### Short problem:
Please pick up the piece below on the end of Western dominance and the return of Asia, continuing it from its final sentence. The records that follow it are not part of the piece.

### Text to read:

--- Begin ---

SINGAPORE -- The 20th anniversary of the fall of the Berlin Wall has just been celebrated. For many, that momentous event marked the so-called "end of history" and the final victory of the West. This week, Barack Obama, the first black president of the once-triumphant superpower in that Cold War contest, heads to Beijing to meet America's bankers -- the Chinese Communist government -- a prospect undreamt of 20 years ago. Surely, this twist of the times is a good point of departure for taking stock of just where history has gone during these past two decades.
Let me begin with an extreme and provocative point to get the argument going: Francis Fukuyama's famous essay "The End of History" may have done some serious brain damage to Western minds in the 1990s and beyond. Fukuyama should not be blamed for this brain damage. He wrote a subtle, sophisticated and nuanced essay. However, few Western intellectuals read the essay in its entirety. Instead, the only message they took away from the essay were two phrases that can be found in the essay: namely The End of History = The Triumph of the West.
Western hubris was thick in the air then. I experienced it. For example, in 1991 I heard a senior Belgian official, speaking on behalf of Europe, tell a group of Asians, "The Cold War has ended. There are only two superpowers left: the United States and Europe." This hubris also explains how Western minds failed to foresee that instead of the triumph of the West, the 1990s would see the end of Western domination of world history (but not the end of the West) and the return of Asia.
There is no doubt that the West has contributed to the return of Asia. As I document in my book The New Asian Hemisphere: The Irresistible Shift of Global Power to the East, several Asian societies have succeeded because they finally understood, absorbed and implemented the seven pillars of Western wisdom, namely free-market economics, science and technology, meritocracy, pragmatism, culture of peace, rule of law and education.

--- End ---

### Data listing:
--- Begin ---

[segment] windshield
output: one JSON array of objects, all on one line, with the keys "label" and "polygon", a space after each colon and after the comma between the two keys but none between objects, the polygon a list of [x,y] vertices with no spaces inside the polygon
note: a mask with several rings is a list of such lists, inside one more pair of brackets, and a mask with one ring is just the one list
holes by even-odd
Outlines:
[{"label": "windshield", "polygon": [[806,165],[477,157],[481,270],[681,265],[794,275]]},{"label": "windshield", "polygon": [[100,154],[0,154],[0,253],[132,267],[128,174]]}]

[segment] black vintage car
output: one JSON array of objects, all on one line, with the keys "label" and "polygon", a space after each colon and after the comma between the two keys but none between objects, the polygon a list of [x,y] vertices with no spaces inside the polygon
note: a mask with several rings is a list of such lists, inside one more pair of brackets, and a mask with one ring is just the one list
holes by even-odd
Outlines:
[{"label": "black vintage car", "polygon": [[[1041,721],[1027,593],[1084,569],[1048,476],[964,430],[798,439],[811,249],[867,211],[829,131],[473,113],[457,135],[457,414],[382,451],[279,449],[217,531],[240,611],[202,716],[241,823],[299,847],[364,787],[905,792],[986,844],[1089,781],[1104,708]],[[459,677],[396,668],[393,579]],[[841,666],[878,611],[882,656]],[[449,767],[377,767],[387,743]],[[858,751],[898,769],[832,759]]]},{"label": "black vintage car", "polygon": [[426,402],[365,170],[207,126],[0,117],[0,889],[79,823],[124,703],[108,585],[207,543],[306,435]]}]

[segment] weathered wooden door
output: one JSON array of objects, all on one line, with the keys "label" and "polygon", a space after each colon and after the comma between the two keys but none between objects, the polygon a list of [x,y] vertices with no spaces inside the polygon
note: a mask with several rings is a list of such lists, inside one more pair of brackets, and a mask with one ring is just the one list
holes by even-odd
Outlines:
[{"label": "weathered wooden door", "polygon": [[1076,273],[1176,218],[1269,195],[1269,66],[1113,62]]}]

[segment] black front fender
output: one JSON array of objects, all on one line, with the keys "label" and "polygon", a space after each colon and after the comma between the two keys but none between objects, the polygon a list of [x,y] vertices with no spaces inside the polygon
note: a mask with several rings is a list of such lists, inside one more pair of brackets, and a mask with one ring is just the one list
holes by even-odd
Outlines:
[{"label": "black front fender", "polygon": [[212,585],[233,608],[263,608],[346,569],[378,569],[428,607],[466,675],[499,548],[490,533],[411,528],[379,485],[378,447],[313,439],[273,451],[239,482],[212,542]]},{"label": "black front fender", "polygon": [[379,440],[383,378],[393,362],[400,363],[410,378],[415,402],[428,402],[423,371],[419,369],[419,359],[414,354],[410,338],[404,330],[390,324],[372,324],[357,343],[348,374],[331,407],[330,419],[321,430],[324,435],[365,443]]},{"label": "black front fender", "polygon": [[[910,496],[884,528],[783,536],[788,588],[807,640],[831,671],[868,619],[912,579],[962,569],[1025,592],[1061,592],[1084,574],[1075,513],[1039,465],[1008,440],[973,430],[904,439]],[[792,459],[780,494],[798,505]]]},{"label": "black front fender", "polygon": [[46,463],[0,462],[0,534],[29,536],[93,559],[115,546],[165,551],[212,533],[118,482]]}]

--- End ---

### Final result:
Notice what is missing from the list: Western political liberalism, despite Fukuyama's claim that "The triumph of the West, of the Western idea, is evident first of all in the total exhaustion of viable systematic alternatives to Western liberalism."
The general assumption in Western minds after reading Fukuyama's essay was that the world would in one way or another become more Westernized. Instead, the exact opposite has happened. Modernization has spread across the world. But modernization has been accompanied by de-Westernization, not Westernization. Fukuyama acknowledges this today. As he said in a recent interview with Global Viewpoint editor Nathan Gardels: "The old version of the idea modernization was Euro-centric, reflecting Europe's own development. That did contain attributes which sought to define modernization in a quite narrow way."
In the same interview, Fukuyama was right in emphasizing that the three components of political modernization were: the creation of an effective state that could enforce rules, the rule of law that binds the sovereign, and accountability. Indeed, these are the very traits of political modernization that many Asian states are aspiring to achieve. Asians surely agree that no state can function or develop without an effective government. We feel particularly vindicated in this point of view after the recent financial crisis. One reason why the United States came to grief was the deeply held ideological assumption in the mind of key American policymakers, like Alan Greenspan, that Ronald Reagan was correct in saying that "Government is not a solution to our problem; government is the problem." Fortunately, Asians did not fall prey to this ideology.
Consequently, in the 21st century, history will unfold in the exact opposite direction of what Western intellectuals anticipated in 1991. Then they all assumed that The End of History = The Triumph of the West. Instead, we will now see that The Return of History = The Retreat of the West. One prediction I can make confidently is that the Western footprint on the world, which was hugely oversized in the 19th and 20th centuries, will retreat significantly in the 21st century.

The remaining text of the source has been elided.